> _What is expected_
Line by line, copy the records below exactly and leave the pictures out.

> _Exercise data_
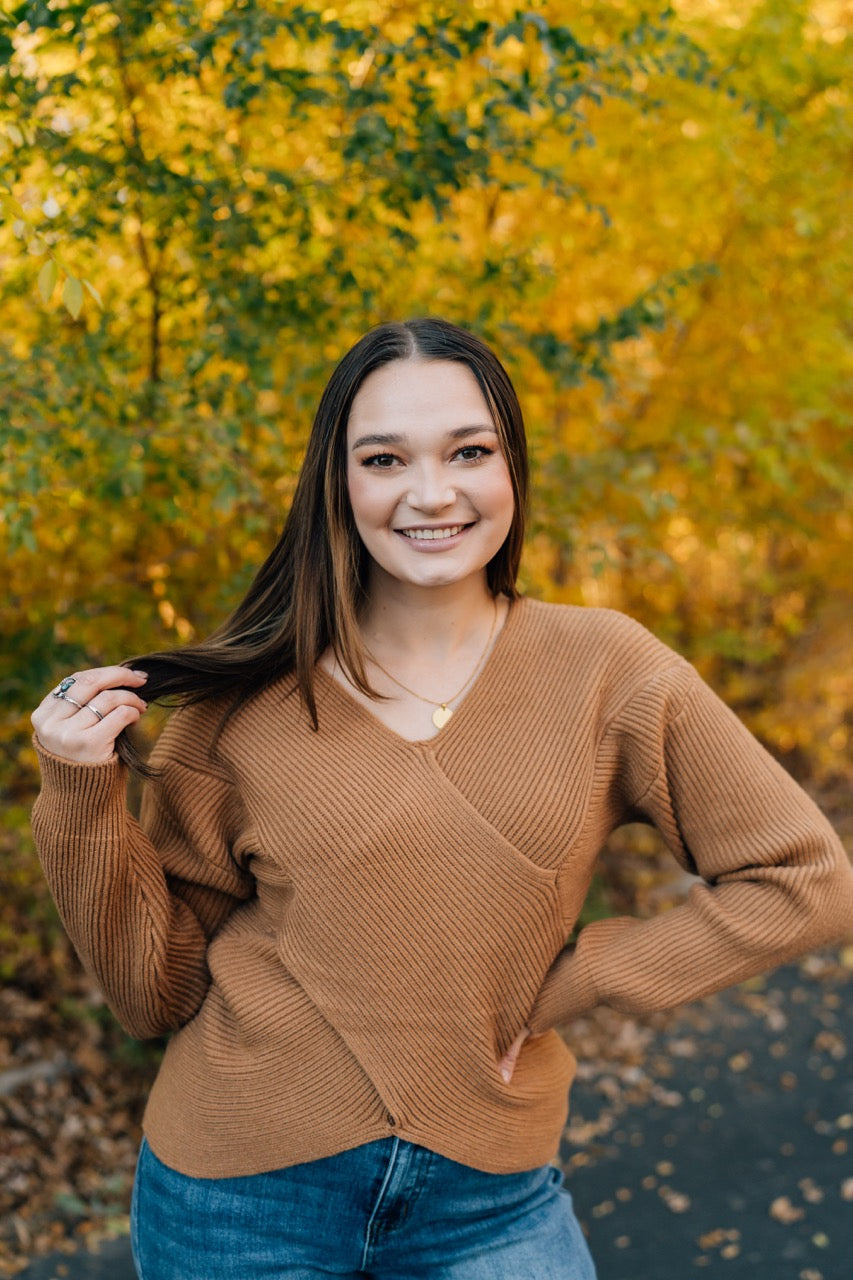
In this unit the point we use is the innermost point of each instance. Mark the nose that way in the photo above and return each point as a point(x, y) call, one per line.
point(430, 490)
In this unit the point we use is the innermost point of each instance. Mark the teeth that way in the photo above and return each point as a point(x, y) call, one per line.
point(432, 534)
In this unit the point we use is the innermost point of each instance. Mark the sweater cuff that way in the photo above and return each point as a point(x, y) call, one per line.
point(568, 991)
point(78, 798)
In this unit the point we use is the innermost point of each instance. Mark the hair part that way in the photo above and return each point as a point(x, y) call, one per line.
point(308, 594)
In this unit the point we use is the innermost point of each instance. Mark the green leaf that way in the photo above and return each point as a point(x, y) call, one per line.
point(73, 296)
point(48, 279)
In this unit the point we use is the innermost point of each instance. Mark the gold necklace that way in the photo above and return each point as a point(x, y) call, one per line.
point(442, 712)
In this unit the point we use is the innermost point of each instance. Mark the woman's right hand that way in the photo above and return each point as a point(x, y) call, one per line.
point(82, 722)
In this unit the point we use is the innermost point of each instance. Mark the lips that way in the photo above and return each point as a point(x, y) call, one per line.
point(428, 534)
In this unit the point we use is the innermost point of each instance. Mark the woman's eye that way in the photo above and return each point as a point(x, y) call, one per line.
point(383, 461)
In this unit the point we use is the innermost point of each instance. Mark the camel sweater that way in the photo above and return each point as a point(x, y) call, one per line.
point(347, 929)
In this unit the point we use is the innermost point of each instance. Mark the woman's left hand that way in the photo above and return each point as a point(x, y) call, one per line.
point(510, 1057)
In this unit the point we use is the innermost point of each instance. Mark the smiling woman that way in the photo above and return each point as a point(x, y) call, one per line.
point(369, 832)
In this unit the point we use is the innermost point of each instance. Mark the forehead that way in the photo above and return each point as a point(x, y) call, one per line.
point(411, 394)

> _Answer box_
In this unit the point we use is the innermost point of each instance. Mark the nose that way in the photo above and return each point as a point(x, y) call, one per line.
point(430, 490)
In this unit the point we use is the innermost point of each instance. Mark the teeth that way in the photo above and return each point as a point(x, y) call, one per line.
point(432, 534)
In this unit the point we use is the innermost point of each instance. Mark the sweater cuff that way in the photo above and return each point as a point(x, y) call, one per line.
point(568, 991)
point(78, 798)
In this unit the point we use is the innermost point of each instance. Mark the hair part that way in the photo above and return each point as a point(x, y) call, one per line.
point(308, 594)
In this unit the point we use is the innermost point of each instance. Mark the green leaf that way in the photo above and return each point as a point(x, y) call, one per line.
point(73, 296)
point(48, 279)
In this unit the point we use is the innermost point of each instance. Mark the gold necklace that way in the photo above and return each point as a point(x, y) call, one per line.
point(442, 712)
In this unit the point we use is the innermost point of each instance. Mark the woman's right hand that way in the photo above and return each point as a point(x, y) call, one per line.
point(82, 722)
In this unit the point we use is the innermost point of each instance. Mark the lips that way in the photo above and return each point as a point(x, y) call, one per line.
point(428, 534)
In this unit the point we use is the innermost point of each instance. Mark the woman's eye that way in the photo above and return each point as a point(x, y) call, one per line.
point(383, 461)
In this unit the point we use is the innermost point of each instance. Mark the camel sweater that way in the photo above and return each point as a point(x, y) call, one per line.
point(347, 929)
In this unit the point we use is the innermost point of each instance. Mark the woman's left hand that way in the photo above and return each point as a point(x, y) call, one per line.
point(510, 1057)
In this unit the point we use is the innermost point of each instance. Mark the smiling woman that way in the photo above and return each point as a point(x, y) call, one per line.
point(369, 832)
In this unit the point we use is the innermost point of each instance. Mark the forehead that way in the photo above and return each point as a point(x, y) call, one per line.
point(411, 394)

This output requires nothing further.